Written exercise ::
Change every "in this photo" in the records below to "in this image" and write the records out again with nothing else altered. Omit the pictures from your answer.

Entries from a collection ::
╔══
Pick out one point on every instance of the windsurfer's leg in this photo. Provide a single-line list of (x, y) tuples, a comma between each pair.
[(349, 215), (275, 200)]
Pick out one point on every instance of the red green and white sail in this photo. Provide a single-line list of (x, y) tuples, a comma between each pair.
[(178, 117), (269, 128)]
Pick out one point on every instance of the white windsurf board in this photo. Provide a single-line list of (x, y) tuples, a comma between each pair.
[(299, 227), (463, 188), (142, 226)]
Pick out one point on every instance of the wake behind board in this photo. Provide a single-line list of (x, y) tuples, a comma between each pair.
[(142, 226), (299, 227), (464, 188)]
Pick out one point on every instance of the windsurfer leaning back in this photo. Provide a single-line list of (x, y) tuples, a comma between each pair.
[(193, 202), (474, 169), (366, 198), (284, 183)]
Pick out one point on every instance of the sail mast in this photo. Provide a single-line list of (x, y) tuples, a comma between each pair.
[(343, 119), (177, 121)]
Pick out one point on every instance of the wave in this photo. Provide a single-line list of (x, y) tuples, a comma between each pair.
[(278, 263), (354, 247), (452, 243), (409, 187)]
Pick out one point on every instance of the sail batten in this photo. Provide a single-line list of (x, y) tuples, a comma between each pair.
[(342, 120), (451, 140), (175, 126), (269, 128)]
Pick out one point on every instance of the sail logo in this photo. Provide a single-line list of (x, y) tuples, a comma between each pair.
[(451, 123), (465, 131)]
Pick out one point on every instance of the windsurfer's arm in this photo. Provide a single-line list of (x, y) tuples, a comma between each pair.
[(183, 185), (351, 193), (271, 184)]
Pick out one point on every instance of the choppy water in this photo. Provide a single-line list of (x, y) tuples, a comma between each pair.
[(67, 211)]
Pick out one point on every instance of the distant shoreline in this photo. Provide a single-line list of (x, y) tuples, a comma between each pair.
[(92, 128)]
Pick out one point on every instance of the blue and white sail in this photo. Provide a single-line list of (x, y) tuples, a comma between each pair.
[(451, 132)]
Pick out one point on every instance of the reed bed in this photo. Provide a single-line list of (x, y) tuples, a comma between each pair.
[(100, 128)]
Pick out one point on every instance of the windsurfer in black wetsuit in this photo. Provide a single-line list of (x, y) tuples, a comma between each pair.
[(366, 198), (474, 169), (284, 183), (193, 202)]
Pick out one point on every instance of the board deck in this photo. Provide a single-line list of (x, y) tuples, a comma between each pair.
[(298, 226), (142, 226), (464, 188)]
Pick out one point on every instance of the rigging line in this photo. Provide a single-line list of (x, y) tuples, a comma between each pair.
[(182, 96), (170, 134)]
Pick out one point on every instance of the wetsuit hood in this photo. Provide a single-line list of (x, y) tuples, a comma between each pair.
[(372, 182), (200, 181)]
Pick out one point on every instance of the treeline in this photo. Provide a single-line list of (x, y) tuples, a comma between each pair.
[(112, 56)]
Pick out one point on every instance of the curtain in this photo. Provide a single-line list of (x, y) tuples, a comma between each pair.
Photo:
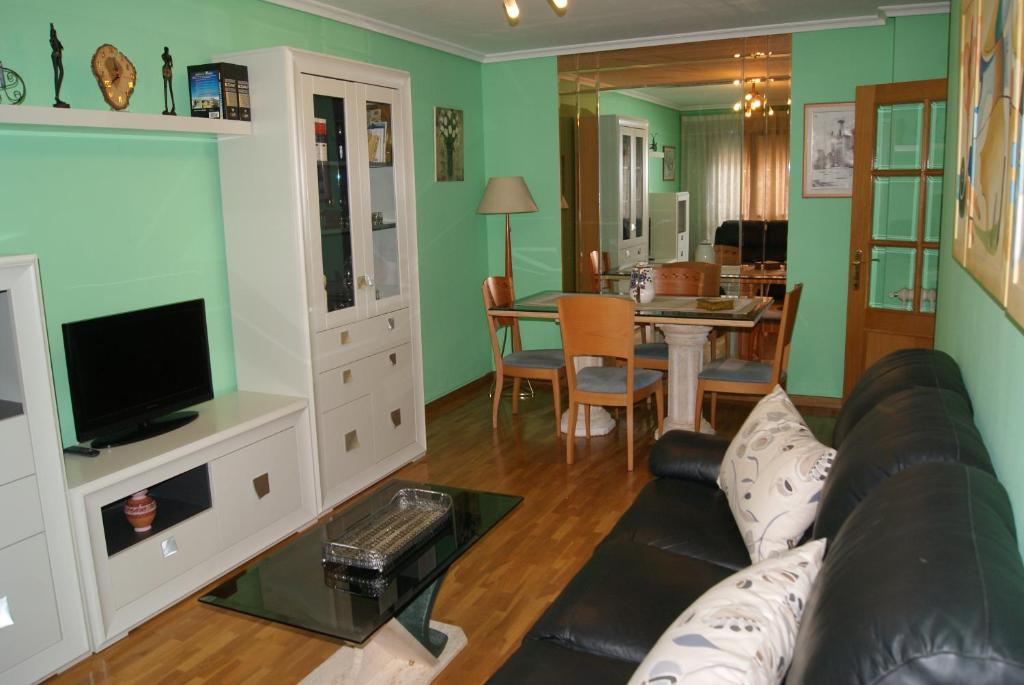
[(711, 168), (766, 167)]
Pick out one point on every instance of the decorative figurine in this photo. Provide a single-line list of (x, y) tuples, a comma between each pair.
[(168, 65), (11, 86), (56, 56), (115, 74)]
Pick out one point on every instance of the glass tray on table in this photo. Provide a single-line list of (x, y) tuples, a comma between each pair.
[(379, 540)]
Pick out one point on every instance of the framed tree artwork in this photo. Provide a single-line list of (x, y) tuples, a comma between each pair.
[(449, 151)]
╚══
Exercise response ::
Pick out one point on every instance of the windsurfer's leg in this image. Provide a single-line list of (x, y) tuples, a comma between each pair.
[(349, 215), (275, 200)]
Pick out one point on every instance of the red green and white sail in this image. Provide a single-line list of (x, y) tuples, a comma between each pair.
[(178, 117), (269, 128)]
Pick out one point on every instance of the white windsurf board in this image. Provide a single-line list of (x, y) tuples, a comma between each pair.
[(299, 227), (463, 188), (142, 226)]
Pick out one point on every instance of the wake behind board in this image. Provide a single-line list of (x, y) tuples, a comma between each pair.
[(142, 226), (299, 227), (464, 188)]
Pick out one point on every instance of the windsurfer leaning back in this image. Provide a single-line list of (x, y) tuples, a comma between each pair.
[(193, 202), (474, 169), (366, 198), (284, 183)]
Pick out one point on every instance of the sail mast in this image. Provide a single-line list of (x, y) tuples, a comma between each pair.
[(343, 119), (177, 121)]
Pick out one point on every instance of the wave in this image. Provide a single-line list of (x, y) tuples, a comma between each pair.
[(278, 263), (354, 247), (452, 243), (409, 187)]
Pick out one point on every instance of the sail batten in this image. Provide a single-line list of (x, y) tuples, a comma between each pair.
[(342, 120), (451, 140), (175, 126), (269, 128)]
Pick out one point on every instance of the sail logo in this image. Provide a single-line list of (x, y) tuples, a comma between each pair.
[(451, 123), (465, 131)]
Pick out one point on every instance of the windsurfer's arm in this image. Provide a single-line list of (x, y) tuples, a comma between each pair.
[(183, 185), (351, 193), (271, 184)]
Pick out one point on every instance of the choppy water in this image. Provide a single-line list of (x, y) tuples, a comma between each pair.
[(67, 211)]
Pick out one point on every instance of the distant shoreline in this image. Provide a single-line list of (x, y) tuples, a comma between each pair.
[(92, 128)]
Pick out one point on every instance of the blue and white sail in this image. Provide a single-line list of (x, y) tuples, a comma between each pair.
[(451, 132)]
Pick out one point on every instance of the reed bed in this image. Provide a single-line list of (x, y) tuples, a comma between each pair.
[(100, 128)]
Pick out one point on every instance of the windsurfer in black wetsuit in this image. Provide a single-line list of (x, y) tuples, a comma between each pair.
[(366, 198), (474, 169), (284, 183), (193, 202)]
Pick out one point on every instance of the board deck in this image. Provide a single-line list of (x, y) tuples, a comma between each pair.
[(298, 226), (142, 226), (464, 188)]
Pick out one point on every instance of the rigging line in this image. Provide a single-line list of (x, y) tuples, a comma between each pair.
[(182, 96), (170, 134)]
Pick out one point on every instance of the wetsuit hood in this image. Provide a single-line list of (x, y) tuples, a comma between each pair.
[(372, 182), (200, 181)]
Pick out one point on every instance of the treeline in this image. Provide a single-line list of (x, y) tuples, a comma between each pair.
[(112, 56)]
Pick out one point on every instance of the curtain in this image. Provide a single-line list of (x, y) tuples, a comma between each pair.
Photo:
[(711, 168), (766, 167)]
Pick out one point on every instance of the decorative figurine in this image. Provide a single-line list of (x, y) tuples, a comma between each pair.
[(168, 65), (11, 86), (56, 56), (115, 74)]
Pick out one point on every instance of the glass tray on table in this image. Provide a single-line list of (x, y) tuples, a comma between each pair.
[(379, 540)]
Pick out one point on every instance of the framed tree artwork in this image. Provide a single-line list of (x, y) tuples, a comma between each pair.
[(449, 151)]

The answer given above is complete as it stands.